> _TASK TO COMPLETE_
How many lines in the rows below contain the word "pine" with matching case? Give only the number.

> _THE DATA_
----------
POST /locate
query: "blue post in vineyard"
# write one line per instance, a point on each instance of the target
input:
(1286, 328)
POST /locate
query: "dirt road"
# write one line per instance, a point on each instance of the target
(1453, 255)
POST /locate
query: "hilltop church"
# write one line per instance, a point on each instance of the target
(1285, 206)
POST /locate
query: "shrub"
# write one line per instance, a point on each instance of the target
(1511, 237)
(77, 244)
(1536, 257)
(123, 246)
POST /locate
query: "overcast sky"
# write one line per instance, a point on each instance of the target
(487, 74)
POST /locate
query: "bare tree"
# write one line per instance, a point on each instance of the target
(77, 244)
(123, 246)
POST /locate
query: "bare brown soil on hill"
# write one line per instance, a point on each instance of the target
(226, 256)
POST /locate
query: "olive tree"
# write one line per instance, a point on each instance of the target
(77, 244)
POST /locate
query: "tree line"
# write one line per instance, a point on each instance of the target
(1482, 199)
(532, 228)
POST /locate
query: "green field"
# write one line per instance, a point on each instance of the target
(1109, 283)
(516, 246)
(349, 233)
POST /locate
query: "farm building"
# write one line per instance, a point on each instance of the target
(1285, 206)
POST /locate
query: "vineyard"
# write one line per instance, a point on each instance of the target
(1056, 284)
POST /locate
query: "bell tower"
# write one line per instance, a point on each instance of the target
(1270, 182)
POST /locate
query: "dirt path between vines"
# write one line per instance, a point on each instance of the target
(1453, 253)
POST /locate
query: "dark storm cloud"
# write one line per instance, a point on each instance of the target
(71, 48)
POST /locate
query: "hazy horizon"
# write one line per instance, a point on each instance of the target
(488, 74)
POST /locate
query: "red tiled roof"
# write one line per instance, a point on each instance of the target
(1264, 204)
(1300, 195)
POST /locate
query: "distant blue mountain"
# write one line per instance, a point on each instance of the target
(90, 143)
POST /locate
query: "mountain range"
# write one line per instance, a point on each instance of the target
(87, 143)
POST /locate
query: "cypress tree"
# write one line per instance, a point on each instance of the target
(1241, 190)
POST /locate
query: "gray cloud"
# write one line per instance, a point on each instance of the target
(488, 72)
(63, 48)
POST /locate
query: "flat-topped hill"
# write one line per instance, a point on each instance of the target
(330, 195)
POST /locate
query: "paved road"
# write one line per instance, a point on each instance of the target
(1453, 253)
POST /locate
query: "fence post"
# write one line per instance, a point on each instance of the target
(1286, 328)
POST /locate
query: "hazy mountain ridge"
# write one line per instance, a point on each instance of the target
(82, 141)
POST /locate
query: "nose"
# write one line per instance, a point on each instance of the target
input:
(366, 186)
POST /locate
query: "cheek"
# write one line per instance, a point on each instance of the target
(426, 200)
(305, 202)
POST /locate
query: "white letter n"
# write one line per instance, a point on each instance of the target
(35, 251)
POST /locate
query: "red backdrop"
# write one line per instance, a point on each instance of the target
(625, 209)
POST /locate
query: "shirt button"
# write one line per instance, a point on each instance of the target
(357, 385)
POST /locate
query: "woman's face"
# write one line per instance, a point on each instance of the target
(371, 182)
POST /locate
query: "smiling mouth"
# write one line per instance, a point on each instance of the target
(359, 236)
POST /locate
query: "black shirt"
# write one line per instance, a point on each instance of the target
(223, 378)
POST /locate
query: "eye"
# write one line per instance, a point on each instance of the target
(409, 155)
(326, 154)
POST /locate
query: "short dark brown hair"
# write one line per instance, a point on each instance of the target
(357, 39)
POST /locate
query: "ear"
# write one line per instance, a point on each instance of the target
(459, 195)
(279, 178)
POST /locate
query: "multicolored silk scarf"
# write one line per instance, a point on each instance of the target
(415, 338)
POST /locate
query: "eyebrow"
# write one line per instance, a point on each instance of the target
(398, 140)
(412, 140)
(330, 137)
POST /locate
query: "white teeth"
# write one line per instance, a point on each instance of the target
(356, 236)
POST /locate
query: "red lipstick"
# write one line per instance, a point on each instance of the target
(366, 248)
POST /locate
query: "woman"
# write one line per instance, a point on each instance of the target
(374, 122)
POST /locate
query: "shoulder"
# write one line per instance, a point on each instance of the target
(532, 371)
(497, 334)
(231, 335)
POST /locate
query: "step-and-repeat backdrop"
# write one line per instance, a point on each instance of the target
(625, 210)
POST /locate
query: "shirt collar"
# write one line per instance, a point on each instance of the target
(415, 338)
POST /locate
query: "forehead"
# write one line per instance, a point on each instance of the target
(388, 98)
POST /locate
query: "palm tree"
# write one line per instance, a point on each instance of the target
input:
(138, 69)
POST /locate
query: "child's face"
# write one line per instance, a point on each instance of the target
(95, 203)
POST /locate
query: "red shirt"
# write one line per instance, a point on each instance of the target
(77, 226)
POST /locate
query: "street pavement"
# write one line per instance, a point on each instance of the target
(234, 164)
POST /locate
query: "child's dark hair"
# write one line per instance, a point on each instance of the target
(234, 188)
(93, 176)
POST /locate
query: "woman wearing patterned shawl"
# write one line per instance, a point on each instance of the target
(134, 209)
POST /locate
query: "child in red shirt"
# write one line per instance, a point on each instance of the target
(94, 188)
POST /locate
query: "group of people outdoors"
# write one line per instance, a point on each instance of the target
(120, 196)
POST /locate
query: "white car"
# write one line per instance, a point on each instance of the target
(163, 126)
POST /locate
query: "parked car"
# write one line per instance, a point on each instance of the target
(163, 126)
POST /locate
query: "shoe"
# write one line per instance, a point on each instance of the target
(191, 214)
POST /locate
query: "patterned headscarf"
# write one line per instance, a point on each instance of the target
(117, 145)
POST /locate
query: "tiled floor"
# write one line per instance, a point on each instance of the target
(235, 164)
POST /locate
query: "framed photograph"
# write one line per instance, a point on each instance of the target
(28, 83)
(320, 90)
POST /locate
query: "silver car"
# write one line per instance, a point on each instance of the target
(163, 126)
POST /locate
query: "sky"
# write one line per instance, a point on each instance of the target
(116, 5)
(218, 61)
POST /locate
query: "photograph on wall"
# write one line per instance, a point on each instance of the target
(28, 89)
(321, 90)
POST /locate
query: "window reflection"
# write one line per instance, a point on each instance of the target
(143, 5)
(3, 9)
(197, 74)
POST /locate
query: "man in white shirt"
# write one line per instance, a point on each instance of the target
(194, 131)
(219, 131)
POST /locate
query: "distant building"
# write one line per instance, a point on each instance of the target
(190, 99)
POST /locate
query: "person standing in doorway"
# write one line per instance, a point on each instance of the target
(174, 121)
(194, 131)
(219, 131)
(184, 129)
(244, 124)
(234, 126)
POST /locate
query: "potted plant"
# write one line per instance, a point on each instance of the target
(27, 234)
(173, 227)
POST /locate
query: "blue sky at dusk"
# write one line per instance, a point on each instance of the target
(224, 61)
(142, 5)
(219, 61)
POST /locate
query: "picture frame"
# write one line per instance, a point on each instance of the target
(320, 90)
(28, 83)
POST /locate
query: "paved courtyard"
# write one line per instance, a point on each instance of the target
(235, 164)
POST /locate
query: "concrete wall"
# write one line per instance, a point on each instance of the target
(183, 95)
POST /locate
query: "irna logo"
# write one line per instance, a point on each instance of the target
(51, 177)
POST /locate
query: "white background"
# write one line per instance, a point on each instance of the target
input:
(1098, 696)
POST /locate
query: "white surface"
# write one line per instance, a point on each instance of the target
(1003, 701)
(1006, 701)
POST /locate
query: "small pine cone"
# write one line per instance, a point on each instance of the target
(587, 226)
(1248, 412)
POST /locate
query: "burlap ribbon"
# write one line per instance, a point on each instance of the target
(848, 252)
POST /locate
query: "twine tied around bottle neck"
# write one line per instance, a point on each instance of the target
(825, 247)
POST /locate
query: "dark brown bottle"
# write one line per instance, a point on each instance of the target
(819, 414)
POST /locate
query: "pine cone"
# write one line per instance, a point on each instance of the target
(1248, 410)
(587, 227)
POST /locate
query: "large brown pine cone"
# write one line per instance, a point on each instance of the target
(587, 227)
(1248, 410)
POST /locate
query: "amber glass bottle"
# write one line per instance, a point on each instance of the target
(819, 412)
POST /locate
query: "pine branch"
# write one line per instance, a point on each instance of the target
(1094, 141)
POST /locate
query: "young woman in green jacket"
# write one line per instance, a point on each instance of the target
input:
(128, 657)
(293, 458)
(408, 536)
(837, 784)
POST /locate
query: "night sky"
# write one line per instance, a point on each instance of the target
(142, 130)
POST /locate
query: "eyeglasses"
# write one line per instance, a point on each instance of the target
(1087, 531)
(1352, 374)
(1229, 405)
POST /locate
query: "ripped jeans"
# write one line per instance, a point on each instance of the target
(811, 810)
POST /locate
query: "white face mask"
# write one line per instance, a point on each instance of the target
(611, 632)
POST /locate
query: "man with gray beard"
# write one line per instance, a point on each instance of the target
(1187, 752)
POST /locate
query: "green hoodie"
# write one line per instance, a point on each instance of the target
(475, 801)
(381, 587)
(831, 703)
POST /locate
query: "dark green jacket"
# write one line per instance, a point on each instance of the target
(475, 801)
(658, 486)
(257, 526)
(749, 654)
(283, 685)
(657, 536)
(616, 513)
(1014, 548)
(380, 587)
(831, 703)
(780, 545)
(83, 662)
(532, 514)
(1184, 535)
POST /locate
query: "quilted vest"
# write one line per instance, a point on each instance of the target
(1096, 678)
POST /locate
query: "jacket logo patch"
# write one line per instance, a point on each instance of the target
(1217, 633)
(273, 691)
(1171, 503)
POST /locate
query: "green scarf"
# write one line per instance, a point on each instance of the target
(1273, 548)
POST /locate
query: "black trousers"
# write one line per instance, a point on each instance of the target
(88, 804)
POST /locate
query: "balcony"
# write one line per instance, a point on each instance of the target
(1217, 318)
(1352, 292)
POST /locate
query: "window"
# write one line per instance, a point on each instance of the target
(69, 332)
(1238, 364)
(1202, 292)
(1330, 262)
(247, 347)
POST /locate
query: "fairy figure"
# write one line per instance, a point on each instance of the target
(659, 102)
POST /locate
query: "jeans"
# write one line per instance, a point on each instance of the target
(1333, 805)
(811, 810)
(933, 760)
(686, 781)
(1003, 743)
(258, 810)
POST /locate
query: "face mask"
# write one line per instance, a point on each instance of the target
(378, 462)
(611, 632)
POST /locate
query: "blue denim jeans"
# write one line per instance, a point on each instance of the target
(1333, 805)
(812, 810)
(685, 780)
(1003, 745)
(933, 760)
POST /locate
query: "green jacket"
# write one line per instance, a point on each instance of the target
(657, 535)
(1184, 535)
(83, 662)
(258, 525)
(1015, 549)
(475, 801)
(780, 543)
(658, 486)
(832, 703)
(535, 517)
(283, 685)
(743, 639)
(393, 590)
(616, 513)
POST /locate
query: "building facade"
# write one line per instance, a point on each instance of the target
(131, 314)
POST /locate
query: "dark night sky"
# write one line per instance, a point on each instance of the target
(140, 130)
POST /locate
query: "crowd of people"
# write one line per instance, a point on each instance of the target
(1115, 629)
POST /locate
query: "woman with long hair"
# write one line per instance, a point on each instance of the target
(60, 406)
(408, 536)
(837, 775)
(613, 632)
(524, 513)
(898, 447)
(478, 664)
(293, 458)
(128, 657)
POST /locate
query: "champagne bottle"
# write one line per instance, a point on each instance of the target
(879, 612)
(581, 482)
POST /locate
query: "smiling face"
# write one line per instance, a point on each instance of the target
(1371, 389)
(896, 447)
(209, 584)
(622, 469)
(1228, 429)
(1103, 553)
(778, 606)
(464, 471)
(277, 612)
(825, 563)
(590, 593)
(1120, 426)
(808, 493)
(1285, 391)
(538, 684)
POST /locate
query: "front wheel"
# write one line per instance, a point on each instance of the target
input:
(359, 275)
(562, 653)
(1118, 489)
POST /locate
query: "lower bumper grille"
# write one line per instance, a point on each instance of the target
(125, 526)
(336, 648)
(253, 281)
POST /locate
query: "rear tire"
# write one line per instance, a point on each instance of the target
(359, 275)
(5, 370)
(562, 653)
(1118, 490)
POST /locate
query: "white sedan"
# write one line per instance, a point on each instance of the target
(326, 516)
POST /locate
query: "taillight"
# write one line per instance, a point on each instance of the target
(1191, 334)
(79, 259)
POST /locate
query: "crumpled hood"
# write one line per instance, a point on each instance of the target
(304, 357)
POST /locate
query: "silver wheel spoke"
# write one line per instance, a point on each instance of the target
----------
> _RESPONSE TO THE EXERCISE_
4